The constant forgetting (why humanity has lost its memory)

We are probably the strangest species the world has ever known, or that we are aware of. We are the only civilised animal species, since we learned to eat with a spoon and fork so as not to dirty our hands. Supposedly, we developed agriculture, fishing, architecture, navigation, astronomy, writing, and the other arts. Did we really develop them? The historical framework that narrates the progress of the human species has long suggested that this evolution occurred gradually or linearly, yet we find Mesopotamian and Egyptian civilisations, among many others, that suddenly emerged as fully formed civilisations, institutionally complete and socially organised. There is no such evolutionary evidence that led them to appear around 4000 BC in such a perfectly defined way. From the men of stones and pictographs to the men of cities and writing, there is supposed to have been the most unusual transformation behind our great institutions. It is easier to explain why humanity should not be as technologically and scientifically advanced as it is at this point than to explain how it is, according to what is established. But from that “civilised” appearance onwards, the human species has followed paths such as the loss of all memory of that part of history. And from Greek times to the new millennium, we have only been rediscovering what those first “civilised” ancestors seem to have known, judging by the unmistakable evidence of their legacy, such as pyramids or ziggurats. So instead of moving forward in a linear way through known history, what we have truly experienced is a regression, together with the constant search for our lost past.

**WHAT IS ASKED:**
- A) Answer these questions using the essay on humanity's lost memory:
(i) What does the essay say we learned to eat with so as not to dirty our hands?
(ii) Around what date does the essay say Mesopotamian and Egyptian civilizations appeared?
(iii) Which two kinds of structures does the essay give as evidence of what the first "civilised" ancestors left behind?
- B) Extend the essay on humanity's lost memory, picking up right after its final sentence.

[Collected data]
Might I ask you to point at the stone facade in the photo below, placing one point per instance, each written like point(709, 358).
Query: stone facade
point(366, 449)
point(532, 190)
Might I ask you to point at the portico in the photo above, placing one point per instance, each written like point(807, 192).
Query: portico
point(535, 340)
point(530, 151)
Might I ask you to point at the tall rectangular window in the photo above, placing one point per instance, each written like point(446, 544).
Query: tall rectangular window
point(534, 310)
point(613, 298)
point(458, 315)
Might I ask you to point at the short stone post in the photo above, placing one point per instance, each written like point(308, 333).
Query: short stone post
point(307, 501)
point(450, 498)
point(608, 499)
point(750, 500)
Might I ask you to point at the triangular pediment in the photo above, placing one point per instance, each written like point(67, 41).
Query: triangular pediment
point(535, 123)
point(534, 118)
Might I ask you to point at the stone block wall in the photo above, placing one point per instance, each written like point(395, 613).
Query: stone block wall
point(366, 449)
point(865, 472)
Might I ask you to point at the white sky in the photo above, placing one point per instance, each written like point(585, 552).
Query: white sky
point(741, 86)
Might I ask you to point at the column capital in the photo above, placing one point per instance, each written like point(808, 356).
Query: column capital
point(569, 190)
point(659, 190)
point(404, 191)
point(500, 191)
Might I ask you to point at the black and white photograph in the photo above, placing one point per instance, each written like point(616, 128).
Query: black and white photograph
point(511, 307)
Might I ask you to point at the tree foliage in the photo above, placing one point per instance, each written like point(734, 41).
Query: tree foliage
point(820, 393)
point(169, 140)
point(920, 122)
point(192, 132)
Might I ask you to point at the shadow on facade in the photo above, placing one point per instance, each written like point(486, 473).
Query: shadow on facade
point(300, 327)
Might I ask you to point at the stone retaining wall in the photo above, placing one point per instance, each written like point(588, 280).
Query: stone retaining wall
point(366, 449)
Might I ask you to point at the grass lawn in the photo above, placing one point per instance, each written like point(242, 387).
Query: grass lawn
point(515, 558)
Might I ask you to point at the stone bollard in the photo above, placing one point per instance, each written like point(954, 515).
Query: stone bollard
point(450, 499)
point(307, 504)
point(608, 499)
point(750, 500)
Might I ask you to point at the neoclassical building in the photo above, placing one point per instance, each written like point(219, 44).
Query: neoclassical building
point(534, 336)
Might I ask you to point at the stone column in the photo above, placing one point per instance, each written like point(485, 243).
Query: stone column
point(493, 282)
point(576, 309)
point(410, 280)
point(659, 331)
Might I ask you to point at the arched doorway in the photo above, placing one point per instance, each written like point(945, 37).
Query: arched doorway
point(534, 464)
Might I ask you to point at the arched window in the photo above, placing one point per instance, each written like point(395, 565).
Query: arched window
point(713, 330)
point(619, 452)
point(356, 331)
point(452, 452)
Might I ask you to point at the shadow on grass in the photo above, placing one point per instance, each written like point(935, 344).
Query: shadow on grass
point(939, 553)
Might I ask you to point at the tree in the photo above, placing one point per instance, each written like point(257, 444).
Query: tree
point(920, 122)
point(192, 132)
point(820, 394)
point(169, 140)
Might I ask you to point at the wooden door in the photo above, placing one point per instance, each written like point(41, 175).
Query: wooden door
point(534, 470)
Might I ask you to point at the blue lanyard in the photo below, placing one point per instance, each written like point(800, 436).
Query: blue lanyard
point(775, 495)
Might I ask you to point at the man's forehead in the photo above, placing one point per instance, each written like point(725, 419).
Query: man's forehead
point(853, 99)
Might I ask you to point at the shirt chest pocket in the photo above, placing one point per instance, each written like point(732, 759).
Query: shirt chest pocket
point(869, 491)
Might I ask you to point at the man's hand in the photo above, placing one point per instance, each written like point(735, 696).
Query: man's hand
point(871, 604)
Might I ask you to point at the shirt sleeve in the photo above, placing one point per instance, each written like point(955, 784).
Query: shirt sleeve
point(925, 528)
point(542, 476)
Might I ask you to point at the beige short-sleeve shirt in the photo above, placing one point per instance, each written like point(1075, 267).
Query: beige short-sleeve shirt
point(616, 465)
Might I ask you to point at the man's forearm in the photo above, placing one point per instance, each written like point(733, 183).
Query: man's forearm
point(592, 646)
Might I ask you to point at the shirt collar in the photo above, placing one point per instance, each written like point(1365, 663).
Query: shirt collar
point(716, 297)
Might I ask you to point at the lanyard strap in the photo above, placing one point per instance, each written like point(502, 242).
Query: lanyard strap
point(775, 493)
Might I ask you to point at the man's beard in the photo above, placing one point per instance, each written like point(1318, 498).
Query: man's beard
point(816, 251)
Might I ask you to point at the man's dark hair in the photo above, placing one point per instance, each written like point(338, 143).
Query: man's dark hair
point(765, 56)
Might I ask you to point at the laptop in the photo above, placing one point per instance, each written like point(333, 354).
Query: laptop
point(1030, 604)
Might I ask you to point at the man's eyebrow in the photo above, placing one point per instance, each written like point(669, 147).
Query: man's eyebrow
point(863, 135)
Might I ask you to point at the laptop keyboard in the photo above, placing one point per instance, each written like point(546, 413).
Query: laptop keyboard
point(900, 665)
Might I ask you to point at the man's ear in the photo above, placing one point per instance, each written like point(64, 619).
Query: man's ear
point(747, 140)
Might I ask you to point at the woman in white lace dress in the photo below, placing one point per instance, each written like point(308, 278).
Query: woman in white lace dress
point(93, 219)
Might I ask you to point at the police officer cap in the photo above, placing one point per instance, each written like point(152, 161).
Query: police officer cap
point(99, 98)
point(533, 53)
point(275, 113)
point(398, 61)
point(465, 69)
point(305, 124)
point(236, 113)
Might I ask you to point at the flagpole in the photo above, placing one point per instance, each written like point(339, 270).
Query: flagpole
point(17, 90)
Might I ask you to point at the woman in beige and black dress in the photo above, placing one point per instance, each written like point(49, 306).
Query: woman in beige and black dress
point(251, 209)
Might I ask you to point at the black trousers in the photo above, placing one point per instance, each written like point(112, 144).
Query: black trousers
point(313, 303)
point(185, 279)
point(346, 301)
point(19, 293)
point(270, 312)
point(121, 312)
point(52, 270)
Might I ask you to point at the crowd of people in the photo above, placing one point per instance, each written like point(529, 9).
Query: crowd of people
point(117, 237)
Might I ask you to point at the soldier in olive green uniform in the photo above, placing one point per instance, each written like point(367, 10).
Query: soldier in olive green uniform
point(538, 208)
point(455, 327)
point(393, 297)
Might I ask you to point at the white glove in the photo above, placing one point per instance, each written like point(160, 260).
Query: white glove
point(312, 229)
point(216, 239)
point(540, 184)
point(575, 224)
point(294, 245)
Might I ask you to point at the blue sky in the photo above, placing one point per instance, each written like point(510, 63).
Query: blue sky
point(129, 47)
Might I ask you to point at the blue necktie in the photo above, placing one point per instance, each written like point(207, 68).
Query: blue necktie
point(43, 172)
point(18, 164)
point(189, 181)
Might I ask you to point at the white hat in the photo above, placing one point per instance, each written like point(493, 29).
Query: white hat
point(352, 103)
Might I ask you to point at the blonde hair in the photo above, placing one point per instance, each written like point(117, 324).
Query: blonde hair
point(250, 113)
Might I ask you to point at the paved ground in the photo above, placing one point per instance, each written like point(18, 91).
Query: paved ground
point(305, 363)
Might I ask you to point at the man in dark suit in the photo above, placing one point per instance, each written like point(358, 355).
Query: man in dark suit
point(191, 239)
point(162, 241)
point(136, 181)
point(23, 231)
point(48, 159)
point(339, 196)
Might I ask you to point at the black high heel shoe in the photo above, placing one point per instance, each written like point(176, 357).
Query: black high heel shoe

**ANSWERS PROVIDED:**
- A)
(i) A spoon and fork.
(ii) Around 4000 BC.
(iii) Pyramids and ziggurats.

- B)
How have we been able to forget how we got here? It is easy to answer why: we live in a society under a civilised programme called constant forgetting. Memory is lost every two or three generations. Most children will never know their great-grandparents, and if they did, they would be living in realities so different from the world around them that children or grandchildren would once again impose themselves over their ancestors, simply because they live in the programmed present. Your great-grandparents may have lived through the Second World War, and with it the entire socially programmed spectrum of propaganda of those times. They did horrible things, knowing they were doing them, yet they were driven to do so. They justified it. They saw how the war finally ended and the supposed peace arrived. Their children, and their children’s children, would have a land to live in, in peace. But they were never able to forget all those justified acts. Nor could they share them, because fifty years after the war people had forgotten the memory caused by it. It had been hidden beneath a commemorative flag once a year. There would be no more talk of war, out of shame. Because it is truly shameful that a human group, proclaimed as civilised, united unjustifiably, driven by psychopathic interests, to destroy 3.76% of humanity, official figures. We had to forget it. We have forgotten that, before destroying civilians in the known world wars, mankind had enslaved humanity under the yoke of tyranny. The “masters” possessed private human labour, not by choice but by imposition. We did those horrible things, and we also had to forget them. One part of known humanity, the programmed part, has been dominating and tyrannising another part of humanity for millennia, whether through slavery or through war.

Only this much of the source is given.